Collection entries
---

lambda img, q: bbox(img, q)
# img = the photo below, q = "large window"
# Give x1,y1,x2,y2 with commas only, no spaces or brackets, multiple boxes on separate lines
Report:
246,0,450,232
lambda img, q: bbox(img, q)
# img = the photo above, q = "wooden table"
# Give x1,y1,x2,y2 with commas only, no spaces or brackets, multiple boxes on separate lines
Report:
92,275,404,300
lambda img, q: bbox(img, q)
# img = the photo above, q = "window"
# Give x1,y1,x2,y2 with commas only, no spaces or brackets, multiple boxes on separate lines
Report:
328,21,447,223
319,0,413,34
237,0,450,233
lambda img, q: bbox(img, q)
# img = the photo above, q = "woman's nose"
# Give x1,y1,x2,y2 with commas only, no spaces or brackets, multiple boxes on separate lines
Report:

---

PROBLEM DETAILS
From the preceding material, pick out every line that contains the word "above" and copy each such line in full.

WRITTEN ANSWER
# img = the photo above, q = "wooden table"
# img = the photo above, q = "window"
# img = the photo above, q = "woman's nose"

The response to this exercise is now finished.